> _Teks_:

Oleh: Masduki Duryat*)
Saya termasuk yang tidak tahu persis tentang Banyuwangi; budaya, etnis, bahasa, maupun destinasi wisatanya. Yang pasti bahwa Banyuwangi adalah etalase Nusantara dengan berbagai kemajemukannya.
Ketika disepakati kita akan refreshing dan pilihannya adalah Alas Purwo—di tengah penyelesaian tugas-tugas penelitian—diwanti-wanti untuk berhati-hati, jangan bicara sembarangan dan sombong. Dalam hati apakah masih berlaku asumsi seperti ini di era modern dengan teori-teori Alfin Toffler, atau bahkan juga seorang sosiolog kontemporer A. Comte yang membagi tiga stadia pemikiran manusia dan sekarang kita sedang memasuki stadia ilmu pengetahuan, tetapi kehawatiran ini masih tetap ada sampai menuju lokasi.
Goa Istana: Petilasan Bung Karno
Kami bersemangat, perjalanan yang cukup jauh dari Kemiren (Desa Budaya), homebase kami. Begitu memasuki wilayah Alas Purwo, kami disuguhi pemandangan hutan yang masih terawat indah dengan pepohonan yang jauh dari peristiwa yang dalam bahasa Prof. Amin Rais disebutnya sebagai kasus paling skandalus di abad modern ini—seperti di Kalimantan misalnya—karena penebangan hutan oleh pemegang HPH yang frontal dan pemulihannya memerlukan 2-3 generasi.
Begitu masuk wilayah Alas Purwo, saya ke mushalla terlebih dahulu untuk shalat dhuhur dengan teman-teman yang lain, lalu kami sepakat untuk menuju salah satu goa—goa Istana—petilasan Bung Karno.
Beberapa kilometer kami tempuh dengan berjalan kaki dan ahirnya sampai dengan nafas yang agak tersengal, duduk sebentar dengan menikmati goa yang indah ditemani kera-kera yang lincah sambil berburu makanan. Kami masuk, gelap dengan harap-harap cemas (H2C), agak kaget juga ketika ada dua orang di kegelapan goa yang konon sedang berkontemplasi.
Bahkan ada yang kami Tanya, jawabnya “saya ada di sini berdasarkan titah guru, sampai mendapatkan ‘sesuatu’.” Goa sangat gelap dan masih ada lorong kecil ke dalamnya.
Nuansa khas mistik dengan bau harum bunga dan aroma kemenyan begitu tersengat dan di dalam goa ada fasilitas untuk aktifitas ‘bertahannuts’. Setelah beberapa lama kami menikmati keindahan dan ketakjuban goa, kami sepakat kembali lagi.
Kami kembali sambil menikmati kanan-kiri pemandangan hutan dengan suara khas burung dan gemebyurnya ombak—karena ternyata juga lokasinya berdekatan dengan pantai yang sangat indah berpasirkan putih yang terhampar mempesona.
Sampai juga kami di tempat parkir, sambil melepas lelah menuju warung—banyak warung, ada penjual kopi, mie, nasi dan makanan ringan lainnya—saya memilih pesan mie rebus dengan es teh manis penghilang rasa lapar. Pada saat yang sama ada seorang anggota polisi yang berdinas di tempat ini, namanya Wahyudi—kebetulan saya tidak terlalu hapal pangkatnya—sambil menikmati mie rebus kami berdialog, ngobrol santai.

> _Data Mentah_:
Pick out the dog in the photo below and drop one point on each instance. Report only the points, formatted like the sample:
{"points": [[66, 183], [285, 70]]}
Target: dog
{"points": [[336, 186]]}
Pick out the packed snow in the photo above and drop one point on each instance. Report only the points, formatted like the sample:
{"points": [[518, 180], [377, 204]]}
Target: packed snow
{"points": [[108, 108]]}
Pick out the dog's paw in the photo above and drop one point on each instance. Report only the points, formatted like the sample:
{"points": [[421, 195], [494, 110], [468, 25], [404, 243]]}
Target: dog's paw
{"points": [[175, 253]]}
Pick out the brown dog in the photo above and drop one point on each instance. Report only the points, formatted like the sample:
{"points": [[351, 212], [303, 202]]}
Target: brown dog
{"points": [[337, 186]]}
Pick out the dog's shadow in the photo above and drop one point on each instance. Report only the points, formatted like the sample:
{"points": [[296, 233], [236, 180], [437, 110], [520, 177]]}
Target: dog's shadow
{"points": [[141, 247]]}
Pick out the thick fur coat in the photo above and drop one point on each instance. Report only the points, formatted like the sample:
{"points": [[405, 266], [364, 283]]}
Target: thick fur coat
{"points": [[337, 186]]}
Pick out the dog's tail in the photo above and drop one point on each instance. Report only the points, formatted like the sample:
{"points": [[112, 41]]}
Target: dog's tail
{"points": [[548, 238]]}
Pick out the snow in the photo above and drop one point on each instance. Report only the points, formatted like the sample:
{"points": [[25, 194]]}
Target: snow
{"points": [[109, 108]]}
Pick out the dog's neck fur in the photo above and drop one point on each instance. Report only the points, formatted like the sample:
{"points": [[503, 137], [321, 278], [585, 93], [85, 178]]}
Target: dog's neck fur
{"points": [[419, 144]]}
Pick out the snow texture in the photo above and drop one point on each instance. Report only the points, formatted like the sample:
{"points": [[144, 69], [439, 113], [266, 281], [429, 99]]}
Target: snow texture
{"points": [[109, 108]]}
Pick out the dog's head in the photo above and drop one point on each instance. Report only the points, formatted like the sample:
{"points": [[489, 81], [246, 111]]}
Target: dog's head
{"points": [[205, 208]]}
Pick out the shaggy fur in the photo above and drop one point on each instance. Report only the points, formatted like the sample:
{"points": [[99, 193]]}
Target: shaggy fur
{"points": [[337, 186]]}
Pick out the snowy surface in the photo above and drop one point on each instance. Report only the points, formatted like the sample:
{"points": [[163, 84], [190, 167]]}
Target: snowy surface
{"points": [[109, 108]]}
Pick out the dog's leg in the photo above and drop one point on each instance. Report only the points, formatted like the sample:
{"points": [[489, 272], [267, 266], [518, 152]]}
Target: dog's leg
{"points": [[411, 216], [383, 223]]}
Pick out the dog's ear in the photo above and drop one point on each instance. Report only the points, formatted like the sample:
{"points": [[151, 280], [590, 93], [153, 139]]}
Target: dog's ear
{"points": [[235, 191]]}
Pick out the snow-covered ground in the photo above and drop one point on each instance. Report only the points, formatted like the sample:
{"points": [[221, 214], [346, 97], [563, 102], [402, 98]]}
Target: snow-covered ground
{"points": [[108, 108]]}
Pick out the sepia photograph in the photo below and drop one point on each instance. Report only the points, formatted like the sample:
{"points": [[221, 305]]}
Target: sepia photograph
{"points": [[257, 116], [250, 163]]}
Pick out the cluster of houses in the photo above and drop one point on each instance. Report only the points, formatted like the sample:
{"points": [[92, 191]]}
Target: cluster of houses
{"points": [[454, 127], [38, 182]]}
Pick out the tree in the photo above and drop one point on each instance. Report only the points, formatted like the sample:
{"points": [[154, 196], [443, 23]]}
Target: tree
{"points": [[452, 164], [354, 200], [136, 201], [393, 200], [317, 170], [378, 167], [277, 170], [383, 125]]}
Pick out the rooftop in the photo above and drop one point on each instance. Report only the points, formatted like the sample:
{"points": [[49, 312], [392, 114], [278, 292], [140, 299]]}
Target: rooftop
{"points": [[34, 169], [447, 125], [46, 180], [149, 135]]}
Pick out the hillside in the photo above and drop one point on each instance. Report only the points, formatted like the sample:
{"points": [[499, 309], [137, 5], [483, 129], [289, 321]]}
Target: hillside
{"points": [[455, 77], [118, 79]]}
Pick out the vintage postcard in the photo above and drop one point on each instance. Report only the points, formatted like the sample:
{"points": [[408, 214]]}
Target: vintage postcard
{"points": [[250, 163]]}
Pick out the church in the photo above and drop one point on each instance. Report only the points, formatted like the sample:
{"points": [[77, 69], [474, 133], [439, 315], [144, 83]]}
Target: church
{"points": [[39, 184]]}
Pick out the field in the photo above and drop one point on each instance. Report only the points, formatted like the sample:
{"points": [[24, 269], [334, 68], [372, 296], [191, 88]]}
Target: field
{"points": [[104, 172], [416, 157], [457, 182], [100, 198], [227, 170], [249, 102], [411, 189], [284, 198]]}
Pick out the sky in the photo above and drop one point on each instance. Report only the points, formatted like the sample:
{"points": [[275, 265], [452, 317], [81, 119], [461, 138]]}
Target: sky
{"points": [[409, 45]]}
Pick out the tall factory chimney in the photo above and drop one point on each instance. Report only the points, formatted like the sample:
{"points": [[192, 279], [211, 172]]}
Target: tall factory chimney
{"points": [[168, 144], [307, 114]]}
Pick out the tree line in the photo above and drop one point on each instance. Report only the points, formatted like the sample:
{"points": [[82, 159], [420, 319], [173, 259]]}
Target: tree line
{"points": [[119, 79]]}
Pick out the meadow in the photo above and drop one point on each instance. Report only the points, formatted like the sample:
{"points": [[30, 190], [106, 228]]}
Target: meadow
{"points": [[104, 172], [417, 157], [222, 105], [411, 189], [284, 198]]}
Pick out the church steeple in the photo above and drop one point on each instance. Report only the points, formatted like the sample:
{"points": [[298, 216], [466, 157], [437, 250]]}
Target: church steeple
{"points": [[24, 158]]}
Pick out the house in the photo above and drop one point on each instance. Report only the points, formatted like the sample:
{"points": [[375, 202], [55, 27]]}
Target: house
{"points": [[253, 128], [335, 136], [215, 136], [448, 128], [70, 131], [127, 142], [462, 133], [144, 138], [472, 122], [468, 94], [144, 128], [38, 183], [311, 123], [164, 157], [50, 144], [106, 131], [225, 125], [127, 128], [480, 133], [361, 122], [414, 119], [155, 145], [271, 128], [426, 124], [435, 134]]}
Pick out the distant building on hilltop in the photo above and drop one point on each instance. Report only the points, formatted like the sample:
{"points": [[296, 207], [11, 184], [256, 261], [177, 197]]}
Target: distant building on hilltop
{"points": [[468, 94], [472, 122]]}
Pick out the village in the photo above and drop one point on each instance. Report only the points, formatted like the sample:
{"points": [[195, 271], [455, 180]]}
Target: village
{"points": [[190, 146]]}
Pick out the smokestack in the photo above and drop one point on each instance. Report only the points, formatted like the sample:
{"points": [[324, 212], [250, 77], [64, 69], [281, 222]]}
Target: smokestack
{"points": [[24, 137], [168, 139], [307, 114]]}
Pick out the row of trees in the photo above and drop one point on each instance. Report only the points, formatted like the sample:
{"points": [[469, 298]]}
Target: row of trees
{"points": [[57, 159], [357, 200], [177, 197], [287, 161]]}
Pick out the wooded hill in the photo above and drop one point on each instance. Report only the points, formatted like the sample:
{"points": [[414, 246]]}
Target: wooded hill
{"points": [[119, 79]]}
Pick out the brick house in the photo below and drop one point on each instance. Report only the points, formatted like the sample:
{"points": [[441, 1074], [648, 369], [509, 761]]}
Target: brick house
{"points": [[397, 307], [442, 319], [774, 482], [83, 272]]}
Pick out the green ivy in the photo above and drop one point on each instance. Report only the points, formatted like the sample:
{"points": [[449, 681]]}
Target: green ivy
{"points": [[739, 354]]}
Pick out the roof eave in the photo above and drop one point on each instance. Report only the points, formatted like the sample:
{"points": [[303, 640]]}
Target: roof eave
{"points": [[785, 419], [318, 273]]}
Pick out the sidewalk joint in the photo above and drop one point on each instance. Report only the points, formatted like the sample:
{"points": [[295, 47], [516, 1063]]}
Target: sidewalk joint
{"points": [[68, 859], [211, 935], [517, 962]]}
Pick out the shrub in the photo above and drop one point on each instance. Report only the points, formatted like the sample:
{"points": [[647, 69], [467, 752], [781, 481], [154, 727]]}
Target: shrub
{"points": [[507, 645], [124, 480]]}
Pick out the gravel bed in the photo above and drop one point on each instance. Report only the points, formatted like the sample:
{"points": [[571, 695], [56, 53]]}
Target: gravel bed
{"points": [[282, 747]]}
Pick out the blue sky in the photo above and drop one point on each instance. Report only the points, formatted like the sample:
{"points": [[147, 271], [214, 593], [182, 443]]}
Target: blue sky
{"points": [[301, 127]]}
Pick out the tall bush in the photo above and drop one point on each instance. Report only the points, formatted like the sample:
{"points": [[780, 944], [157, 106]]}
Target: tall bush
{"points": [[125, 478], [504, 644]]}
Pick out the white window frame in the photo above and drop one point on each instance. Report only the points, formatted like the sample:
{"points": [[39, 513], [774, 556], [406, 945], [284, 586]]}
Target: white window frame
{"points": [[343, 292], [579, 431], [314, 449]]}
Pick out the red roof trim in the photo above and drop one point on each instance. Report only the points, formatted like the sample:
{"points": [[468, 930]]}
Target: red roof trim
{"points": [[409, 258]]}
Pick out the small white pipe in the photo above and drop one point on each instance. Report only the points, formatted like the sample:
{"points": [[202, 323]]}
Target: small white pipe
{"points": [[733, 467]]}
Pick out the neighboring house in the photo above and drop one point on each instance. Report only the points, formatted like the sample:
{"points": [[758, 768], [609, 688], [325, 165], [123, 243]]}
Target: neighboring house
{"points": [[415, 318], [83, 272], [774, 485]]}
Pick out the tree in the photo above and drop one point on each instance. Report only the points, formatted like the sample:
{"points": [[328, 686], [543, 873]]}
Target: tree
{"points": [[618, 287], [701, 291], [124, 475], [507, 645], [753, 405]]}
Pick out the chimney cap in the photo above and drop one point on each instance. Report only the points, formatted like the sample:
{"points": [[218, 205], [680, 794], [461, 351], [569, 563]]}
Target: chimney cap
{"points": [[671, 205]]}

> _Tugas_: Ringkaslah teks tentang kunjungan ke Alas Purwo dalam dua kalimat. Entri tidak diperlukan untuk pekerjaan ini.

> _Hasil_: Penulis dan rombongan berangkat dari Kemiren ke Alas Purwo untuk refreshing setelah diwanti-wanti agar berhati-hati. Mereka berjalan kaki beberapa kilometer ke Goa Istana, petilasan Bung Karno, yang gelap dan beraroma bunga serta kemenyan, dengan dua orang yang konon sedang berkontemplasi di dalamnya, lalu setelah kembali melewati hutan dan pantai berpasir putih, penulis memesan mie rebus di warung dekat tempat parkir sambil mengobrol dengan seorang polisi bernama Wahyudi.